START Entries provided

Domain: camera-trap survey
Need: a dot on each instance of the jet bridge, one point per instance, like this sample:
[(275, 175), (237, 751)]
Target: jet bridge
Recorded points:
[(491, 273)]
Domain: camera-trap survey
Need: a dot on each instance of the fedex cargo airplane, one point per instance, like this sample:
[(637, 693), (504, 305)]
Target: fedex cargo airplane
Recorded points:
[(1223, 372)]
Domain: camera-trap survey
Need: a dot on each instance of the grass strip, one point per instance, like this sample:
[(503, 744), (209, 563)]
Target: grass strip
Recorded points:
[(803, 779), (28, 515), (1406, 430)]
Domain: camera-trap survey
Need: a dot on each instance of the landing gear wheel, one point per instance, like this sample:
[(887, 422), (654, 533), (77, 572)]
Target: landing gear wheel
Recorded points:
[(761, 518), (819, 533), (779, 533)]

END Entries provided

Write out every record verbatim.

Domain: camera-trap survey
Need: a dot on each instance of the jet bridge, one point per instance, like this sample:
[(275, 175), (237, 751)]
Target: jet bridge
Recorded points:
[(491, 273)]
Domain: camera-trap survey
Need: a dot on each instance of the fedex cargo airplane, one point per instance, like this sample:
[(637, 693), (504, 305)]
Target: fedex cargo airplane
Recorded points:
[(1223, 372)]
Domain: camera-trap survey
Need: a dot on each instance of the grass strip, one point per instance, like this sample:
[(503, 744), (209, 563)]
Target: grass strip
Recorded points:
[(803, 779), (28, 515), (1406, 430)]
Domain: camera-trap survey
Need: a dot on each instance of the landing gear wheel, one point per instance, like this sample:
[(887, 422), (654, 533), (77, 572)]
Target: landing gear wheel
Recorded points:
[(761, 518), (819, 533), (779, 533)]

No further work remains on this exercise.